═════ READING TEXT
Okay, so I was playing around with the idea of a stack overflow loop. I entered the following code and got a cute little image in Google Chrome (their answer for a 500 internal error which is NOT helpful by the way Google!). This was as expected and on purpose.
Code Set #2
<?php
for($x=-1;$x<=3;$x++){
echo $x/0.">";
}
?>
By checking the headers I found:
http://server.domain/overflow.php
GET /overflow.php HTTP/1.1
Host: server.domain
User-Agent: Browser
Accept: text/html,application/xhtml+xml,application/xml;q=0.9,*/*;q=0.8
Accept-Language: en-us,en;q=0.5
Accept-Encoding: gzip, deflate
Connection: keep-alive
Cache-Control: max-age=0
HTTP/1.0 500 Internal Server Error
Date: Thu, 22 Aug 2013 21:51:30 GMT
Server: Apache
X-Powered-By: PHP/5.3.3
Content-Length: 0
Connection: close
Content-Type: text/html; charset=UTF-8
I arrived at the above code because I was actually wondering about dividing by zero and how PHP handled it. I wrote the code below to try and trigger the result, but didn't get what I was expecting. The problem is rather than getting a 500 internal server error
from the following code, I get something else... a NULL
where I would expect the server to throw the error.
══════════
═════ DATA SUPPLIED
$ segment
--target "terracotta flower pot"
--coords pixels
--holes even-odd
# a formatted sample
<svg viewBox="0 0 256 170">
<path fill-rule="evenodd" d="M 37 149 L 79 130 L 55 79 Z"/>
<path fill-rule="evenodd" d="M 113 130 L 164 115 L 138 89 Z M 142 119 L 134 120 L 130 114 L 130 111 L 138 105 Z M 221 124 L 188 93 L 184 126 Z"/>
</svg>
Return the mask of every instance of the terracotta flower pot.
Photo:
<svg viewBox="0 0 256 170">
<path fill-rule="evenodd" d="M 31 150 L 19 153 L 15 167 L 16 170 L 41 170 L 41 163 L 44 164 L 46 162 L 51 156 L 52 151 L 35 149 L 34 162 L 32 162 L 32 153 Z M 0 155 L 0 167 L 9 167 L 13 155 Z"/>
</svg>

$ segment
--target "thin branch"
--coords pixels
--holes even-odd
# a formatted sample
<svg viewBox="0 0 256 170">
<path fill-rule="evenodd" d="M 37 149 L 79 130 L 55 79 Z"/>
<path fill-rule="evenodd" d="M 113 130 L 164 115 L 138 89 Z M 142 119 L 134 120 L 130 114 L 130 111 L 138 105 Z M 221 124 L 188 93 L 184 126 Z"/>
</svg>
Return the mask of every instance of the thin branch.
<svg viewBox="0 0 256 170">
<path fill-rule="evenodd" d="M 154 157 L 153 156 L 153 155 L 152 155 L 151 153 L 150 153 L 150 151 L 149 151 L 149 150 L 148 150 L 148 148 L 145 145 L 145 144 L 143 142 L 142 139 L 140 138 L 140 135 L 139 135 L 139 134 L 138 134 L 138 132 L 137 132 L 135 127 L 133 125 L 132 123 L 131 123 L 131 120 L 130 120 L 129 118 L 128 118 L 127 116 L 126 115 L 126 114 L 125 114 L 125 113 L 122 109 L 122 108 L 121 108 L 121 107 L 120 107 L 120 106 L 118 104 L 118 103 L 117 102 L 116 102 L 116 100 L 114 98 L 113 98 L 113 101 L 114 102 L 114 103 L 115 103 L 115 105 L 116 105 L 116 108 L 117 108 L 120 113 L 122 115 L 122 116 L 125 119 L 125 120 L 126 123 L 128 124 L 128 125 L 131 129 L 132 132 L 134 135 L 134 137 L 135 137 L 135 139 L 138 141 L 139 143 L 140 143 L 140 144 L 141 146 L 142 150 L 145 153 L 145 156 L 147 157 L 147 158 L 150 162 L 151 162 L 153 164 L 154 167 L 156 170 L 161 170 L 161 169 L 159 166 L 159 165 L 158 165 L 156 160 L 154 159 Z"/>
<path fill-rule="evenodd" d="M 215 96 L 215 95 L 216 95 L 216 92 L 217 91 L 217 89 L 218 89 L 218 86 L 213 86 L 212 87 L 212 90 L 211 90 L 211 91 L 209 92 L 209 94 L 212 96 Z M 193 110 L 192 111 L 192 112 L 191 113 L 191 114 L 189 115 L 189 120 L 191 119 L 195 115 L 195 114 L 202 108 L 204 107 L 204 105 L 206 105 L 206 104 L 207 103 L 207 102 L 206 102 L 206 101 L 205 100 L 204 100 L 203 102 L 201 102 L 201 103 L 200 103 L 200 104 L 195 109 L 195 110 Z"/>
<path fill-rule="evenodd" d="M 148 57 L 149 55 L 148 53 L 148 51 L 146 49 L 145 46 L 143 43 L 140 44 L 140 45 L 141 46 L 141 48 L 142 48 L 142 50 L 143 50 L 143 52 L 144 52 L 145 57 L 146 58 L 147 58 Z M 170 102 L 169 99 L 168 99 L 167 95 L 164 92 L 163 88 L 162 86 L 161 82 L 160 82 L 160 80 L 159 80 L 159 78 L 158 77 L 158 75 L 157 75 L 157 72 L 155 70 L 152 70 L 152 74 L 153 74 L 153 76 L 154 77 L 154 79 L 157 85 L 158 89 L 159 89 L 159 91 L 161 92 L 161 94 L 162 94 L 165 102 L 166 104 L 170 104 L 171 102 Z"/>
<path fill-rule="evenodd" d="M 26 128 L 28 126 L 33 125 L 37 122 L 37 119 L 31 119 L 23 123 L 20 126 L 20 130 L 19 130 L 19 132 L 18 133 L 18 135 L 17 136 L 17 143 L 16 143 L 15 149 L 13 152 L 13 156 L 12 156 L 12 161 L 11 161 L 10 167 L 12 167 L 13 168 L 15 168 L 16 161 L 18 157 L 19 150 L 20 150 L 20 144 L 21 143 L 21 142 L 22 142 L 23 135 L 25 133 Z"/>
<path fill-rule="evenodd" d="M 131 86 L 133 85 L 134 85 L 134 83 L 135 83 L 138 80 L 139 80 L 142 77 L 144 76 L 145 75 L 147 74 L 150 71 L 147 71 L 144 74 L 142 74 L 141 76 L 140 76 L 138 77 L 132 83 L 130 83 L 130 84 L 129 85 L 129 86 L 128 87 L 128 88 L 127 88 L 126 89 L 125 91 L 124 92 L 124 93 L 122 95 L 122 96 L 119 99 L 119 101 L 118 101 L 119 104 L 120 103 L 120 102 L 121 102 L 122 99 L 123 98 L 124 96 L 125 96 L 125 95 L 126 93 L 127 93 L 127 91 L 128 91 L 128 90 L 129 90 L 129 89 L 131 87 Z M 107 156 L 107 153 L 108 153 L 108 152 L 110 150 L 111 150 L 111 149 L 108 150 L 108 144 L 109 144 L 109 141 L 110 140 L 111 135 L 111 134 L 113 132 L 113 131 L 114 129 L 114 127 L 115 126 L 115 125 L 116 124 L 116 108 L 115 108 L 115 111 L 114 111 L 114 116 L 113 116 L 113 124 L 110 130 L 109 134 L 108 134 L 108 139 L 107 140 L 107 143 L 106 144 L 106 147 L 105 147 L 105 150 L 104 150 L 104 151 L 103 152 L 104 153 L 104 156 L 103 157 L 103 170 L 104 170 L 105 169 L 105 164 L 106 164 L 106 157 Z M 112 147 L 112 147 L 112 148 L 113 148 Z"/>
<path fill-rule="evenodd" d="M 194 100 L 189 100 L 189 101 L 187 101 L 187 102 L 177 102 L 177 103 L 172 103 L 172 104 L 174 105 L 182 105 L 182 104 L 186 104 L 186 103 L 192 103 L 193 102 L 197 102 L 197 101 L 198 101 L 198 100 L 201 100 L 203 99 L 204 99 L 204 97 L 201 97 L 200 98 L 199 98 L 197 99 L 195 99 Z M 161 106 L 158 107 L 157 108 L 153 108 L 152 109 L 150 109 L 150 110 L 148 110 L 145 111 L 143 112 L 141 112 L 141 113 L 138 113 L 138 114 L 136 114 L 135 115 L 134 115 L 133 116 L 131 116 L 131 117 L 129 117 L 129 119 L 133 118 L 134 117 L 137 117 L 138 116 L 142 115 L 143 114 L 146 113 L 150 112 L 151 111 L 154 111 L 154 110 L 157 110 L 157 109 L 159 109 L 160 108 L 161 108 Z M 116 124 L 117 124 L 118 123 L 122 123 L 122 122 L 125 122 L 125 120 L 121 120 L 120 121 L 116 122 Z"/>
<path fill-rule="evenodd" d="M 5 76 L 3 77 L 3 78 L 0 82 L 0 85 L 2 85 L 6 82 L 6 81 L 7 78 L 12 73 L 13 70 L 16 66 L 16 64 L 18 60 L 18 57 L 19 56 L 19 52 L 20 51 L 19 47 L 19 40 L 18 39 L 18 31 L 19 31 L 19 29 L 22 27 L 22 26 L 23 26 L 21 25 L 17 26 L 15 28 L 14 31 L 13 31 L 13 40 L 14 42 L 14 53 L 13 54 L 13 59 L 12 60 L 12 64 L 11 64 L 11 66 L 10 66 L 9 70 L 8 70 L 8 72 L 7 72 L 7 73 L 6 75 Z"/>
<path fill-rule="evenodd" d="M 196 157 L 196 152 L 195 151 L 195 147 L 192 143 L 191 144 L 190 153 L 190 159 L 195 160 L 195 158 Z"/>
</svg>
══════════
## LIST OF TASKS
- a) From the post about dividing by zero in PHP, reproduce word for word the passage starting with "Okay, so I was" and going on through "and on purpose.".
- b) In the post about dividing by zero in PHP, what version does the X-Powered-By header in the server's response report?

## EXPECTED RESULTS
- a)
Okay, so I was playing around with the idea of a stack overflow loop. I entered the following code and got a cute little image in Google Chrome (their answer for a 500 internal error which is NOT helpful by the way Google!). This was as expected and on purpose.

- b) PHP/5.3.3